-- START OF RECORDS TO PROCESS --
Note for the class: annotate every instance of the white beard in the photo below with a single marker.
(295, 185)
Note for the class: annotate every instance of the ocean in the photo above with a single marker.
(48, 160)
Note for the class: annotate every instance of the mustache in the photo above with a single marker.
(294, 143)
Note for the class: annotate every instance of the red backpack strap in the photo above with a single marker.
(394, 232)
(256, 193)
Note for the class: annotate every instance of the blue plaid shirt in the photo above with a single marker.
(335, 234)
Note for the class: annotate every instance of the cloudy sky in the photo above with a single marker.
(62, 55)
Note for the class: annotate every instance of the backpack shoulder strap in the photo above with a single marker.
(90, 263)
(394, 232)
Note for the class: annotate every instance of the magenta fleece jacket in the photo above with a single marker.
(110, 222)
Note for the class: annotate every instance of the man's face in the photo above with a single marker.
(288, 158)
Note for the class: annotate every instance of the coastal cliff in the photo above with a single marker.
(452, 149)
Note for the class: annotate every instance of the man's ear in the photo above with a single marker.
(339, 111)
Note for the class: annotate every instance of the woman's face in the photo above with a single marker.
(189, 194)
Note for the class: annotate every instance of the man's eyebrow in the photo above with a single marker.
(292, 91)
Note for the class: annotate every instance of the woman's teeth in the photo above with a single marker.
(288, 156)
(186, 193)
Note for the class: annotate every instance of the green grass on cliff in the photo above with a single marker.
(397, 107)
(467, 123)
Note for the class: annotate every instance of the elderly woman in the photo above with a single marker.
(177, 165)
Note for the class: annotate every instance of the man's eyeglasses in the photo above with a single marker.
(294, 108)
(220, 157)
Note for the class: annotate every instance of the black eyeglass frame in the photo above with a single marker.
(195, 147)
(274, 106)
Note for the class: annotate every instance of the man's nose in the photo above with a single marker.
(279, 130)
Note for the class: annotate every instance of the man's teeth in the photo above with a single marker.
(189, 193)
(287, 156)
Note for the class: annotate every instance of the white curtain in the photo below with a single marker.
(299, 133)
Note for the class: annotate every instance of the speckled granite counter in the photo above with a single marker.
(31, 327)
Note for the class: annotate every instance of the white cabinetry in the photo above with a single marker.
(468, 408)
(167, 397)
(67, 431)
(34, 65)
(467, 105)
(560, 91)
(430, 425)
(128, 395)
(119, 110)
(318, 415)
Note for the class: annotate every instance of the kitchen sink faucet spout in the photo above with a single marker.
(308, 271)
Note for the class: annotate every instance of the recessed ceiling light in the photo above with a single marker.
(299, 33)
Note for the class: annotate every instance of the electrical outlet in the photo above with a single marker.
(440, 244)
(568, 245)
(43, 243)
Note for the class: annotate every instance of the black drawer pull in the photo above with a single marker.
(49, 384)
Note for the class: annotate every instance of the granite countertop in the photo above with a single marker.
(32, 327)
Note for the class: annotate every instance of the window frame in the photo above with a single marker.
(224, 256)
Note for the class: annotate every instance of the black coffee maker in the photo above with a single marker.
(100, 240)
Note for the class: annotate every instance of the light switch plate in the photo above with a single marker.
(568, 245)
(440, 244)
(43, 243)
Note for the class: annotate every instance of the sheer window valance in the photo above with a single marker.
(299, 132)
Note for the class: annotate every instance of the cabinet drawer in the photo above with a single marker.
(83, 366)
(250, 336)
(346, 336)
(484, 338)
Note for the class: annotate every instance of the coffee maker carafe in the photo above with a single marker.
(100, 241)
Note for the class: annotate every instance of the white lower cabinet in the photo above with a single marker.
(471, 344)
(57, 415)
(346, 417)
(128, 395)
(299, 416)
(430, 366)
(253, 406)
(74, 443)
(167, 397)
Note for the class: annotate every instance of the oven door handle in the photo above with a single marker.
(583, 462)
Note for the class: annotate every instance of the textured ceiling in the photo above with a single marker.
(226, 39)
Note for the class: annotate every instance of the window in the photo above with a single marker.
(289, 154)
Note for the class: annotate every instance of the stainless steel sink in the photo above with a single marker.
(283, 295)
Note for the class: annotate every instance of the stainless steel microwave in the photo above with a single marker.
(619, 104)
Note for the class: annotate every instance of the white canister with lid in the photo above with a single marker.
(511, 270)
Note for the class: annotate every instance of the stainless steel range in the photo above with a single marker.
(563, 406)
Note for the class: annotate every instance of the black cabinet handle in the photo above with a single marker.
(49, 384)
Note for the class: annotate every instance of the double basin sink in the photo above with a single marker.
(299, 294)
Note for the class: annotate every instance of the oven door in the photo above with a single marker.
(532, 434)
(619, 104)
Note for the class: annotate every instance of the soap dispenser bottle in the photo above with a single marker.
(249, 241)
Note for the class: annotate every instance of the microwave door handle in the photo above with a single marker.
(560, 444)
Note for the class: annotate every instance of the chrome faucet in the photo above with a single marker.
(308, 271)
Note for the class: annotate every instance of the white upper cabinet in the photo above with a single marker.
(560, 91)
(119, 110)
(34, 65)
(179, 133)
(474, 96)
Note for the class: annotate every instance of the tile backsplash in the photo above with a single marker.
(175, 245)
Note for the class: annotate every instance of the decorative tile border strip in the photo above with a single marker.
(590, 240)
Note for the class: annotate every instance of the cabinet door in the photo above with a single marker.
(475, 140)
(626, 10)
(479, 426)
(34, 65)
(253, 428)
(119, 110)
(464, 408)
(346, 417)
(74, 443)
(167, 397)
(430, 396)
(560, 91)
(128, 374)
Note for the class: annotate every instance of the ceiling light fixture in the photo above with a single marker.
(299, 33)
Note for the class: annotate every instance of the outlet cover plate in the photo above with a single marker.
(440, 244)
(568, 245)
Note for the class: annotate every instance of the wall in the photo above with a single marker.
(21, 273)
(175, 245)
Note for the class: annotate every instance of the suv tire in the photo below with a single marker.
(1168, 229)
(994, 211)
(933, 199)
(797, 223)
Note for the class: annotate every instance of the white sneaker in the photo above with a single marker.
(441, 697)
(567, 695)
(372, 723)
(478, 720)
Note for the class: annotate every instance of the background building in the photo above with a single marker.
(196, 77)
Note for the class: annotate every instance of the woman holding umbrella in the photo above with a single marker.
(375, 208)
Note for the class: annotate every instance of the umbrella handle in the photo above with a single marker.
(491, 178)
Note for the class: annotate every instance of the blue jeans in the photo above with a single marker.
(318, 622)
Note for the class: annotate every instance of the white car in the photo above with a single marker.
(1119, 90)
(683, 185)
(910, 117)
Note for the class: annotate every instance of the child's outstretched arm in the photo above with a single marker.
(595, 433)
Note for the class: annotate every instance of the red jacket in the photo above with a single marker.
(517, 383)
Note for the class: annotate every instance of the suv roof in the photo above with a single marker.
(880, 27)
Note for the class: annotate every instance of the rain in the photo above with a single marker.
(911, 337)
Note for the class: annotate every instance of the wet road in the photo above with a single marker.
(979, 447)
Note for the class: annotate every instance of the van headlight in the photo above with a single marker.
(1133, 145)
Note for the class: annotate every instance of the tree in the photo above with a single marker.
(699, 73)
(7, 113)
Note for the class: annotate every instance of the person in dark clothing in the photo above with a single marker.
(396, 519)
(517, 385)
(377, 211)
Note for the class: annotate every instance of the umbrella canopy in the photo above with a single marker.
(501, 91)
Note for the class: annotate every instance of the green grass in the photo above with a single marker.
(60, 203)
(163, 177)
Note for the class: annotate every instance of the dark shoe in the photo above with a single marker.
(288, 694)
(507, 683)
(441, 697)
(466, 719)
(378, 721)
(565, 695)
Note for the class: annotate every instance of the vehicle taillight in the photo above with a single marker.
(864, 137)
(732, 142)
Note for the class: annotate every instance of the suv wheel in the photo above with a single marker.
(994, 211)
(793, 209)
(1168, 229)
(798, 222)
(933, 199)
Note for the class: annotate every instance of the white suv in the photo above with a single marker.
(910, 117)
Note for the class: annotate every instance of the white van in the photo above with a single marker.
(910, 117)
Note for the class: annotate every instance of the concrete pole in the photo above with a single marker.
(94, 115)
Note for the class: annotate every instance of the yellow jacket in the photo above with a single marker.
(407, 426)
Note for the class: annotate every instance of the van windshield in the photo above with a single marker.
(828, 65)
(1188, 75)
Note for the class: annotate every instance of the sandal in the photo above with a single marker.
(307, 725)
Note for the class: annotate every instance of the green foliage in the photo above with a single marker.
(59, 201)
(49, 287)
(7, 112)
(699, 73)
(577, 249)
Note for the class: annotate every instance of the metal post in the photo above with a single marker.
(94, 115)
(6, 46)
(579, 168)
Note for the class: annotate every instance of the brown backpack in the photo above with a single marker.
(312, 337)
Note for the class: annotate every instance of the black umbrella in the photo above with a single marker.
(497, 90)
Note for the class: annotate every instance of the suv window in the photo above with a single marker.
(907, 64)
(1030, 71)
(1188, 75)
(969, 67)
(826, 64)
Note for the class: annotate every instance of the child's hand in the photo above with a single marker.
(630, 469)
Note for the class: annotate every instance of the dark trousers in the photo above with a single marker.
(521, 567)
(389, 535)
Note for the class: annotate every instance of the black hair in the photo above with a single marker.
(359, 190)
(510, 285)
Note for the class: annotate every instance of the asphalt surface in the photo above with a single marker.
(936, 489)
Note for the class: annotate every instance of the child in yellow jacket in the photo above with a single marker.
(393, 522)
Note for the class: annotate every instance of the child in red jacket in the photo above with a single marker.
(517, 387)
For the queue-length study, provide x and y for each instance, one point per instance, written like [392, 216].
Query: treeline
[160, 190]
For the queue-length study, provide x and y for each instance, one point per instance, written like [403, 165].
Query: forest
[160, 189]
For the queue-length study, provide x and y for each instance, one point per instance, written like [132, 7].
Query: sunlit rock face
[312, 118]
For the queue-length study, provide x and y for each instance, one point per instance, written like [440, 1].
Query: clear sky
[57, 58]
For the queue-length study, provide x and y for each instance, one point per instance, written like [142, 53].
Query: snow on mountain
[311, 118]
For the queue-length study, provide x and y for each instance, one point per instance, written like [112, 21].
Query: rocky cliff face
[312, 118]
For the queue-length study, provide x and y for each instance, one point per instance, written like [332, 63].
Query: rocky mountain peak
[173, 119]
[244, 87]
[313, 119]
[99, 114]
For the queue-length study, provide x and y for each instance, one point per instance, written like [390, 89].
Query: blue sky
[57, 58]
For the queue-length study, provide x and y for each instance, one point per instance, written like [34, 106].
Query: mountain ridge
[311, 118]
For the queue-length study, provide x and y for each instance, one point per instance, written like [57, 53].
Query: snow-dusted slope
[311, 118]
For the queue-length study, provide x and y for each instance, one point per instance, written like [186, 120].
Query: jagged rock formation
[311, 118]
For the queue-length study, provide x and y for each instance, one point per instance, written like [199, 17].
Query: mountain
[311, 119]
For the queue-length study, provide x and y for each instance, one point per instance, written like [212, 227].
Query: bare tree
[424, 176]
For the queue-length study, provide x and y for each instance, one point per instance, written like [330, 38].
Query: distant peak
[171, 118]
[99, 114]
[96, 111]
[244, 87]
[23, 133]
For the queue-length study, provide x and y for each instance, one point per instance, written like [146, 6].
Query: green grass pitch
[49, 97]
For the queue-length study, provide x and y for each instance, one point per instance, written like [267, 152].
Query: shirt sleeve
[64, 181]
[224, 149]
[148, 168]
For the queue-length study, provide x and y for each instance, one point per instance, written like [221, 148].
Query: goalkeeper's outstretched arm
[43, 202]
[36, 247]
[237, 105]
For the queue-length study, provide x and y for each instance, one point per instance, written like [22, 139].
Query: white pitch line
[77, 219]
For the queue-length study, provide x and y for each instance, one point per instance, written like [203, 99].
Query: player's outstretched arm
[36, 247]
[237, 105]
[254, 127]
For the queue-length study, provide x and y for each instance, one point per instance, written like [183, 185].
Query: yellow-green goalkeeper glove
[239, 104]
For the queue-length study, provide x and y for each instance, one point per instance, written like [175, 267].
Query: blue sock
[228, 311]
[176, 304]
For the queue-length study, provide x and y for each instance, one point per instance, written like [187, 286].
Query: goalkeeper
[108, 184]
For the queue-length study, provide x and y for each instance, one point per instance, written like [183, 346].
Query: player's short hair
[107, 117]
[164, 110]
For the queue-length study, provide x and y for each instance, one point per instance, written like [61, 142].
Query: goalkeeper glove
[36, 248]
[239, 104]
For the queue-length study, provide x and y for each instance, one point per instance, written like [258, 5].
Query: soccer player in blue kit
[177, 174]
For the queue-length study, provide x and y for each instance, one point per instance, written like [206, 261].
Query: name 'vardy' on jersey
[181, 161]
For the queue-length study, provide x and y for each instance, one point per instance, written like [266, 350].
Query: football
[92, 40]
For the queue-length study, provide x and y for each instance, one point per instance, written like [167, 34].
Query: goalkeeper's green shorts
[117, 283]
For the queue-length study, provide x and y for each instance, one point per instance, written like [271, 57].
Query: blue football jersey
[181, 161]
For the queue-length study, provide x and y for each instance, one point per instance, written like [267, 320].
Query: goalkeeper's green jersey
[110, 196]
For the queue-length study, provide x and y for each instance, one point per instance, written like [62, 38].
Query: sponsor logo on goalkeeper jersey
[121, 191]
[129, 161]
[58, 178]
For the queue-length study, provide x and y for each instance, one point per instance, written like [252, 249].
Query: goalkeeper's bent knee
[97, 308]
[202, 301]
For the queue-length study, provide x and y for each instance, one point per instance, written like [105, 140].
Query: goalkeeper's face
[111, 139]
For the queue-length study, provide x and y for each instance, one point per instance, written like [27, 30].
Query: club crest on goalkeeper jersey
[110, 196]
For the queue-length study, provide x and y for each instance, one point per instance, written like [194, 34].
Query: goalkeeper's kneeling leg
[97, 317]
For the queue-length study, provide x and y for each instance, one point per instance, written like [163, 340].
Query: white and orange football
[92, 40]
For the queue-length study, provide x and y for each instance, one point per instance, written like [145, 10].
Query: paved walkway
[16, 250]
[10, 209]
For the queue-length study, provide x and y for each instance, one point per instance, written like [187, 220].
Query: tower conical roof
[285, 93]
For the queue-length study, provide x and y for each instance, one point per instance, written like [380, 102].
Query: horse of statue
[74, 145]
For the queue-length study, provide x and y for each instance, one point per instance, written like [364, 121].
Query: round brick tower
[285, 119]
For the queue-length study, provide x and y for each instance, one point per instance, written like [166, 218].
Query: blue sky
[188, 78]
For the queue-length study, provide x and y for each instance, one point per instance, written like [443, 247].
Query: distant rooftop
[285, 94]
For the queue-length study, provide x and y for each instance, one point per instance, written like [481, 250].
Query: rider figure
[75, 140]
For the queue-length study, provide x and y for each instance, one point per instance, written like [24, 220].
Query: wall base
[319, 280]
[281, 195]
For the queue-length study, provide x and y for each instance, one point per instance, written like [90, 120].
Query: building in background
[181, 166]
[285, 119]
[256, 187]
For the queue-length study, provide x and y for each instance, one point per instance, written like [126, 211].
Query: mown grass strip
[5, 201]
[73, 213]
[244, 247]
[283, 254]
-- END OF RECORDS TO PROCESS --
• [WHAT THE TASK ASKS] Find "like [163, 340]." in the data above, then repeat that line and all lines after it exactly, ending with the final line.

• [TASK RESULT]
For the queue-length study, provide x and y for each instance, one point per instance, written like [163, 340].
Query: white and orange football
[92, 40]
For the queue-length study, provide x and y for each instance, one point per instance, written like [145, 10].
Query: paved walkway
[16, 250]
[10, 209]
For the queue-length study, provide x and y for each instance, one point per instance, written like [187, 220].
Query: tower conical roof
[285, 93]
For the queue-length study, provide x and y for each instance, one point per instance, written like [380, 102].
Query: horse of statue
[74, 145]
For the queue-length study, provide x and y for each instance, one point per instance, written like [364, 121].
Query: round brick tower
[285, 119]
For the queue-length study, provide x and y for each instance, one point per instance, written like [166, 218].
Query: blue sky
[188, 78]
For the queue-length study, provide x and y for each instance, one point per instance, written like [443, 247].
Query: distant rooftop
[285, 94]
For the queue-length study, provide x and y for each instance, one point per instance, written like [481, 250].
Query: rider figure
[75, 140]
For the queue-length study, provide x and y for each instance, one point per instance, written like [24, 220].
Query: wall base
[319, 280]
[281, 195]
For the queue-length study, provide x and y for each instance, one point per instance, written like [90, 120].
Query: building in background
[181, 166]
[285, 119]
[256, 187]
For the queue-length study, provide x and y for each instance, one point per instance, written like [126, 211].
Query: mown grass strip
[5, 201]
[73, 213]
[244, 247]
[283, 254]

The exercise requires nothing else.